━━━ Raw records ━━━
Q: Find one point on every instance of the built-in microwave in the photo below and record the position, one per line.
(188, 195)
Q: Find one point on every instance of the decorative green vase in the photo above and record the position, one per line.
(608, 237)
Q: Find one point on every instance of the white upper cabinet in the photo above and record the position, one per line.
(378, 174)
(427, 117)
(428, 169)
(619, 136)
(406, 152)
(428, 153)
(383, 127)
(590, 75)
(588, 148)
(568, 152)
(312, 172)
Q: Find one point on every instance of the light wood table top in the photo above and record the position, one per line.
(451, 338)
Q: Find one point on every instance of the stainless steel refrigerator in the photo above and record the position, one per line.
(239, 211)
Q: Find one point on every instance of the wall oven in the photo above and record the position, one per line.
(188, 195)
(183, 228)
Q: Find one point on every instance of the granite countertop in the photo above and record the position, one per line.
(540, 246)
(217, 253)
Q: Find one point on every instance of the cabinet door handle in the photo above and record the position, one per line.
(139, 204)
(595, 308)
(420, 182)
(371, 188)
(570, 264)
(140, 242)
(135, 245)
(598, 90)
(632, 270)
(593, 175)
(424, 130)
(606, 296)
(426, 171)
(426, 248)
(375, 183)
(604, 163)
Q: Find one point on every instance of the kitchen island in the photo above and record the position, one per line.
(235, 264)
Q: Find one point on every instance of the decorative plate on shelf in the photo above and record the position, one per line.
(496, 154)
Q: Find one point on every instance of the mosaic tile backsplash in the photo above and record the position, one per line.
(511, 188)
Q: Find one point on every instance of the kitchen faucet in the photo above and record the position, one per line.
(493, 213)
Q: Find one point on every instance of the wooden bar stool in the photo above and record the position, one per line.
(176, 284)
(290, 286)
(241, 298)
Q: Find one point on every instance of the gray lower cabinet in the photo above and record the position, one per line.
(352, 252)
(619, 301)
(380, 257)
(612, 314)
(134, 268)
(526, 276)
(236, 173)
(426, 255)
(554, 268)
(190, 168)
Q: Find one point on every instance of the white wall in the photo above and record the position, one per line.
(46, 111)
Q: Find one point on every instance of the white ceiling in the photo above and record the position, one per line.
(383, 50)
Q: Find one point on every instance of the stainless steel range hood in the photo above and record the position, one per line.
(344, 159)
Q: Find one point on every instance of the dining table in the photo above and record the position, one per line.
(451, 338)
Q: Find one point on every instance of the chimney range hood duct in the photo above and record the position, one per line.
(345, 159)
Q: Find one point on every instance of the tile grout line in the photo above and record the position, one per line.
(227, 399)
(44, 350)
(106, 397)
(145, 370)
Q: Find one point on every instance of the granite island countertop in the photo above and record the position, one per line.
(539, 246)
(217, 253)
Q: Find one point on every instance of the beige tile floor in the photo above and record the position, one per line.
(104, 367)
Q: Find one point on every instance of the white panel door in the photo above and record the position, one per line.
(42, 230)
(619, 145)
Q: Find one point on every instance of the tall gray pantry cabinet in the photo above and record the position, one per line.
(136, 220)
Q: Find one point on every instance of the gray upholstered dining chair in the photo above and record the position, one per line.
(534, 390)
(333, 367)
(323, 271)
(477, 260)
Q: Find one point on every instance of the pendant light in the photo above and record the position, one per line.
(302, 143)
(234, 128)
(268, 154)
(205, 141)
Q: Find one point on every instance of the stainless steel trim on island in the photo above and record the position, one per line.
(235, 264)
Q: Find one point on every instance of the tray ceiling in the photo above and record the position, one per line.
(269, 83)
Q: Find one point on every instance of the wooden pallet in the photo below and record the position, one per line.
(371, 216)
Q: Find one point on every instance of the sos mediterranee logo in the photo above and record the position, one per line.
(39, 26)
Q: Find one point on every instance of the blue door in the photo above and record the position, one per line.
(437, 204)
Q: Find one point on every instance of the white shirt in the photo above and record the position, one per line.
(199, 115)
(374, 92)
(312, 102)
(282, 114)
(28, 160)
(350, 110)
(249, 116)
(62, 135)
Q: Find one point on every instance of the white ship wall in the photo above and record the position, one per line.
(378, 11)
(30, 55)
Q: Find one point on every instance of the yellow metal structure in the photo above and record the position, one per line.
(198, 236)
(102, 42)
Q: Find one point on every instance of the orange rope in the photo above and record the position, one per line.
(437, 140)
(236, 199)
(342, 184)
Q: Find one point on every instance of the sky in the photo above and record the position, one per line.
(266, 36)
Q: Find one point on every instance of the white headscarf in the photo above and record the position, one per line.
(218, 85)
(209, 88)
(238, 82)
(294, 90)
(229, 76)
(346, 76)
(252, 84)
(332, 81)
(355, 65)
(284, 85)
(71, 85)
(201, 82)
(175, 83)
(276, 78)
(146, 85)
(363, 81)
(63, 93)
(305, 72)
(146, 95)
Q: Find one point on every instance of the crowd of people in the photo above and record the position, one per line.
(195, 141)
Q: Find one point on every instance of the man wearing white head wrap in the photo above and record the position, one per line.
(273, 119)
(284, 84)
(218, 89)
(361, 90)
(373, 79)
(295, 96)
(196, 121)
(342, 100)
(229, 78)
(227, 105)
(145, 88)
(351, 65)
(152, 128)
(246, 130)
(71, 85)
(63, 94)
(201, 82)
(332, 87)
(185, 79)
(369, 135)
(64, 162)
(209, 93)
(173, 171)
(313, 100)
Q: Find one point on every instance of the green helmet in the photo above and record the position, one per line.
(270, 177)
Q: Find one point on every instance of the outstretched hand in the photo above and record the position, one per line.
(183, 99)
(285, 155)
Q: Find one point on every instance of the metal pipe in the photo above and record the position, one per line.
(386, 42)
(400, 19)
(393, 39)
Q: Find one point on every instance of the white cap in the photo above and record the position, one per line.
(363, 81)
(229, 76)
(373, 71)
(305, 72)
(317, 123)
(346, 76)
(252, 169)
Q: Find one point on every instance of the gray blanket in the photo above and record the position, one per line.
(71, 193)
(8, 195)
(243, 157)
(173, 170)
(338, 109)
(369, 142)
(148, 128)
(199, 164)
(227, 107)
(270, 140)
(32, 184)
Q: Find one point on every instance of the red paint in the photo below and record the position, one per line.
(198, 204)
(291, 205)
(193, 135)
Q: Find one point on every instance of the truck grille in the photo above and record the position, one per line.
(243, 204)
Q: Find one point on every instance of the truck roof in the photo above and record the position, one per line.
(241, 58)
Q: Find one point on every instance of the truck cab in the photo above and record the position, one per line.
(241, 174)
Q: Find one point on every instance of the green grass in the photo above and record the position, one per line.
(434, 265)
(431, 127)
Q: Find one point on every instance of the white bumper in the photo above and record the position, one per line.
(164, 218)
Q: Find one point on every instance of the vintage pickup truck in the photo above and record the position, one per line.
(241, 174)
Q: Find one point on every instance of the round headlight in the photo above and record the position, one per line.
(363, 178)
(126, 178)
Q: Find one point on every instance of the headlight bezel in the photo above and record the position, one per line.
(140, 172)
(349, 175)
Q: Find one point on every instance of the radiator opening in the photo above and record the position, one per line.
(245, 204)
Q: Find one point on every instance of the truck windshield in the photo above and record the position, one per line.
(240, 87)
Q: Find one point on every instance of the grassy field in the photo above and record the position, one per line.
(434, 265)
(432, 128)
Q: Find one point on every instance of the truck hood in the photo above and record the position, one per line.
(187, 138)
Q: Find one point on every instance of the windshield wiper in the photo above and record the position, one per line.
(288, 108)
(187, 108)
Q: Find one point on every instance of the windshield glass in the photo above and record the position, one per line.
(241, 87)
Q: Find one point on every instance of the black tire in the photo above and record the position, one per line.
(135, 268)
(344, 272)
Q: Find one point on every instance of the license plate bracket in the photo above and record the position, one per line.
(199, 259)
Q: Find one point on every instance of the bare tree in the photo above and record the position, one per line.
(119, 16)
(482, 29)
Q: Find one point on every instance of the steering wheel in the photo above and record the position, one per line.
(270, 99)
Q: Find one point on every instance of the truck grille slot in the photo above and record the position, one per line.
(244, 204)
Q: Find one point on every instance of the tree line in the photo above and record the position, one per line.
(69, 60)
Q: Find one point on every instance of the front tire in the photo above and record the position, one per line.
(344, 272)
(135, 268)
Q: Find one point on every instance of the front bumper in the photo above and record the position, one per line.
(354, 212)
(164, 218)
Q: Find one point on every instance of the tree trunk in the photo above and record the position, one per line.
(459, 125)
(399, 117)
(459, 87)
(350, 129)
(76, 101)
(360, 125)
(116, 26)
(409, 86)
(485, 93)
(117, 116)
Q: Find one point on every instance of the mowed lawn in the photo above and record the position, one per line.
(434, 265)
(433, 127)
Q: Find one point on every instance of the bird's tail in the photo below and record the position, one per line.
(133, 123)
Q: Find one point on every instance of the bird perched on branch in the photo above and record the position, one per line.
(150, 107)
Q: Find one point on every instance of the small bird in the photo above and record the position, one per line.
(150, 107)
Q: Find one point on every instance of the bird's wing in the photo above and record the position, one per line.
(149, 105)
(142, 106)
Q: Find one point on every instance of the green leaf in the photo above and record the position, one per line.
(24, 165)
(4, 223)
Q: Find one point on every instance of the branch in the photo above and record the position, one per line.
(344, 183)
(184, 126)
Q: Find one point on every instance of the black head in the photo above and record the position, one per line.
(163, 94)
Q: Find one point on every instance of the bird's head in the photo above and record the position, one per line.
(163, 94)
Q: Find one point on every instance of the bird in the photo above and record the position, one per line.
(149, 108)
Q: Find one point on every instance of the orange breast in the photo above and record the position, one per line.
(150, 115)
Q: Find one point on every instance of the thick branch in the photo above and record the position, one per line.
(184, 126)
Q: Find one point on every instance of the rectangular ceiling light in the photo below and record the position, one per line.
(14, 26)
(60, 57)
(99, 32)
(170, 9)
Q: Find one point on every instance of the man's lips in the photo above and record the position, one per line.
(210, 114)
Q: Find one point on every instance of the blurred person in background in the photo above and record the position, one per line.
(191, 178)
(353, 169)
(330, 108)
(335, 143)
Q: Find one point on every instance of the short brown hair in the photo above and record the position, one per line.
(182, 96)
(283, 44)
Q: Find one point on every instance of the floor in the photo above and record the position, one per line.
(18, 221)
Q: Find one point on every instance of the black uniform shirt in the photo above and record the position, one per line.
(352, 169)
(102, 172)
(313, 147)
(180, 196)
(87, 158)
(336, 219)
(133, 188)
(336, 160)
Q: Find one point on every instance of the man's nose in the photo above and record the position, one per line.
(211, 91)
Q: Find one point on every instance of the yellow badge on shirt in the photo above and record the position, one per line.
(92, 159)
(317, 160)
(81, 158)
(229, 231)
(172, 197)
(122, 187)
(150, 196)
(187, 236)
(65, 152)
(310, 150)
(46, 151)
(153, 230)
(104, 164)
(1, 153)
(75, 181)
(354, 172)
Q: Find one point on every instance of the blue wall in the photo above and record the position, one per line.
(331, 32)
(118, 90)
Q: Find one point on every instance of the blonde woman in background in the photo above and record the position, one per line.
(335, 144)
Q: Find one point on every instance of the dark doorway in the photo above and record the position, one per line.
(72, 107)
━━━
Directive: Copy out the rows above unchanged, starting at the line that contains "Q: Find one point on every instance of the yellow badge" and continuing through the final row, with both of those lines included.

Full response:
Q: Find one point on every instance of the yellow badge on shirt in the photo above and record the position, one per line.
(92, 159)
(317, 160)
(81, 158)
(229, 231)
(172, 197)
(122, 187)
(150, 196)
(187, 236)
(65, 152)
(310, 150)
(46, 151)
(153, 230)
(104, 164)
(1, 153)
(75, 181)
(354, 172)
Q: Find one point on every instance of the blue wall in the photo above and record the position, one per line.
(331, 32)
(118, 90)
Q: Find one point on every instance of the blonde woman in background in the photo above and record the position, one per line.
(335, 144)
Q: Find one point on every instance of the dark doorway in the photo above and record the position, one per line.
(72, 107)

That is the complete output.